Data items
:::

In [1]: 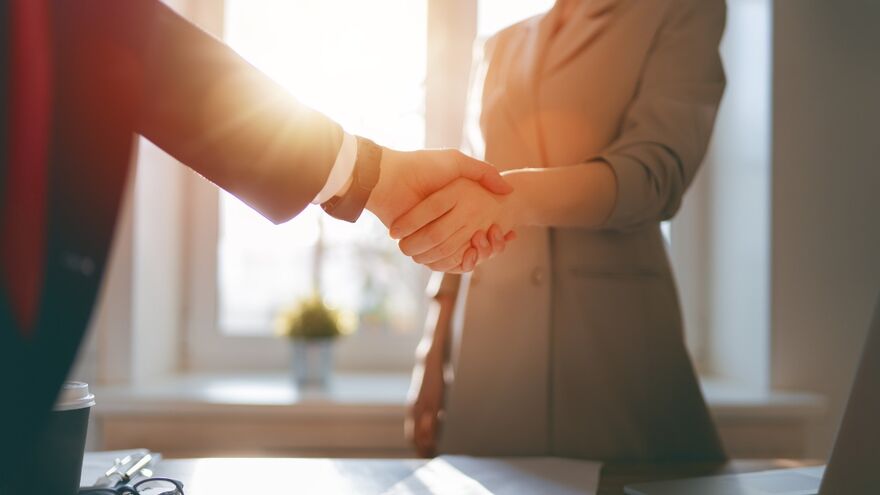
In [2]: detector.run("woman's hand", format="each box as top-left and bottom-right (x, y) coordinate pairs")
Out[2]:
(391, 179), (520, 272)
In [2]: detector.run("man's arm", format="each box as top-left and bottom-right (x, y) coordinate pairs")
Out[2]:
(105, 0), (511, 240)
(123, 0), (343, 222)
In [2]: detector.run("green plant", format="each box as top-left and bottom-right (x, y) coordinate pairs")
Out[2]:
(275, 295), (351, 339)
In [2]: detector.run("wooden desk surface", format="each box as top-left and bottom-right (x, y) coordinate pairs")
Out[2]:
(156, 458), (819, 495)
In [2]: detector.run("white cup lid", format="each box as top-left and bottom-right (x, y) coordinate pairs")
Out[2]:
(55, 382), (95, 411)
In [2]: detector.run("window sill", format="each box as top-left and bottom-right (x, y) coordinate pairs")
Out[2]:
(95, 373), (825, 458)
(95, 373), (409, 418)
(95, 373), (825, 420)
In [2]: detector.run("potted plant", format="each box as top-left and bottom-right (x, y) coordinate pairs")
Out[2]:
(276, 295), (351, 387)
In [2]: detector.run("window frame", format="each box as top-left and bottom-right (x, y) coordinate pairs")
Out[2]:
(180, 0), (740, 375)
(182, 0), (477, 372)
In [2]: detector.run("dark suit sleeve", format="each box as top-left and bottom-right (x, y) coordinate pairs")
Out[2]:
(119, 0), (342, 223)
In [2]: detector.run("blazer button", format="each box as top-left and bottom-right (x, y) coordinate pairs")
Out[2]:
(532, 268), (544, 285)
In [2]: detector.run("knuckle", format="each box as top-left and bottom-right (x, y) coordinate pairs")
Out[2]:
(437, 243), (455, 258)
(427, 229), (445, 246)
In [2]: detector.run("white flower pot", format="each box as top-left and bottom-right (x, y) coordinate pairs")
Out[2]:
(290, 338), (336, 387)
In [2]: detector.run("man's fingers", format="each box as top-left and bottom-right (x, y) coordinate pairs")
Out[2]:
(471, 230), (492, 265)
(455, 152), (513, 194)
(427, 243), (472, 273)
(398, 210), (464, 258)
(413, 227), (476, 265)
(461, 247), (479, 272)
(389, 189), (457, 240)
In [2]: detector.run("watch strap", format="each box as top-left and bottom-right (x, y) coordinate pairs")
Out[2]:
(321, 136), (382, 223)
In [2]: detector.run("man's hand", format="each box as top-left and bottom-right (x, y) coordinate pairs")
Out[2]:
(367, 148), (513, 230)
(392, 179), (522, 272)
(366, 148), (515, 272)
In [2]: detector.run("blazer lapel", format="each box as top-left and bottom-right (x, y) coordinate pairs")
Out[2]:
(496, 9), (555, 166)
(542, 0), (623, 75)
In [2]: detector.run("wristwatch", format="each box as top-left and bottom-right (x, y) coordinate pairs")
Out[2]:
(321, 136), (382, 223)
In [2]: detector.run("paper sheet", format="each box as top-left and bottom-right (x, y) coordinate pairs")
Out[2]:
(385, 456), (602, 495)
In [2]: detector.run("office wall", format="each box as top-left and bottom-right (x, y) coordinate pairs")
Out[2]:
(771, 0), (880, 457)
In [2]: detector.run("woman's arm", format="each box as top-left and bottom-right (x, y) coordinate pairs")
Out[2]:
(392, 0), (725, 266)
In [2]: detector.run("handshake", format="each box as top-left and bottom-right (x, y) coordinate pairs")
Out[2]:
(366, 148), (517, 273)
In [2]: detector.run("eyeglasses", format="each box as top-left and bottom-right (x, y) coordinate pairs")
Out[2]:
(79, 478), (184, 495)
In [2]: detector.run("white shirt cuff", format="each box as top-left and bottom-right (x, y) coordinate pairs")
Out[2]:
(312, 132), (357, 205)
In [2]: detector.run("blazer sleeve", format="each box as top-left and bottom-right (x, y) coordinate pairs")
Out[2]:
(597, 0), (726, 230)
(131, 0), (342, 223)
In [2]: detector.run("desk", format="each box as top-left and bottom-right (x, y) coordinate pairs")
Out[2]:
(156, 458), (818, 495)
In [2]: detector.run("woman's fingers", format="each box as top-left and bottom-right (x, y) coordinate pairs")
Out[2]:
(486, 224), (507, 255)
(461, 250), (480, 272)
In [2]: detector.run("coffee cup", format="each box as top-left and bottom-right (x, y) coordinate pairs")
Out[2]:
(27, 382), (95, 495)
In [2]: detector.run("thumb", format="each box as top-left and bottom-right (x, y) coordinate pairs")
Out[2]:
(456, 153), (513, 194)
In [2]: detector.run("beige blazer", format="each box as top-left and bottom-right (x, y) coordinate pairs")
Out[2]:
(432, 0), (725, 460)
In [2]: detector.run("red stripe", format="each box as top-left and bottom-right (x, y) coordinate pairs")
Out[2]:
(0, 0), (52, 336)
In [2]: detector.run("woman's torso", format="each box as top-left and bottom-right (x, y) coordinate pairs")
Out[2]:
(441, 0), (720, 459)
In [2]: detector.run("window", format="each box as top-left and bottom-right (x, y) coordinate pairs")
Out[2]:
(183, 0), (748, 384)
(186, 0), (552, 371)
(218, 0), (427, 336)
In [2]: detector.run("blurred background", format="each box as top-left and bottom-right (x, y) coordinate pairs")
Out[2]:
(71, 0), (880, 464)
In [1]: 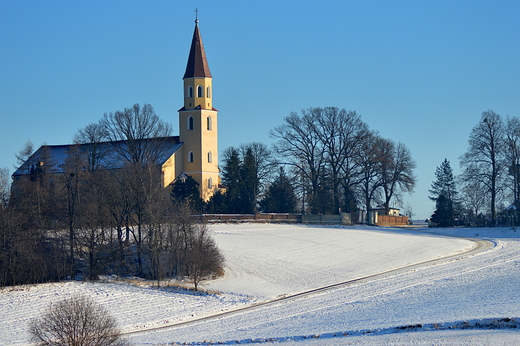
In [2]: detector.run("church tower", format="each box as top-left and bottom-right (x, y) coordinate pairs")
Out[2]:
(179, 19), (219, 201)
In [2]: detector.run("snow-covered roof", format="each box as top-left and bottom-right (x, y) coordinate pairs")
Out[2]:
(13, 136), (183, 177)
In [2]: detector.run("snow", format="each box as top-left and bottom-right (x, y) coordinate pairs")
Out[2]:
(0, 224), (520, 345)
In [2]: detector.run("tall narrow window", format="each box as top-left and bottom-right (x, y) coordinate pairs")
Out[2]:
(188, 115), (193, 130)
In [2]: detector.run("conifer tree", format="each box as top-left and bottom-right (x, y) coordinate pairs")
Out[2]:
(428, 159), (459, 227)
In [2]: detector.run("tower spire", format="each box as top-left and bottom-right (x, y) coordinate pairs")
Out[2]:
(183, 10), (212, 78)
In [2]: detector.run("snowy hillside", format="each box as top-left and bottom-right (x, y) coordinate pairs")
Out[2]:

:::

Reproduce the data from its first line through the line containing "(123, 0), (343, 222)", substituting "man's forearm" for "man's arm" and leaving everything else unchanged. Omit the pictures from your answer.

### [Correct response]
In [1]: 
In [2]: detector.run("woman's hand", format="each box as top-left and bottom-right (x, y) coordinate pairs")
Out[2]:
(391, 179), (520, 272)
In [2]: detector.run("man's forearm", format="each box as top-left and bottom-right (x, y) coordinate pairs")
Out[2]:
(105, 0), (511, 240)
(123, 0), (343, 222)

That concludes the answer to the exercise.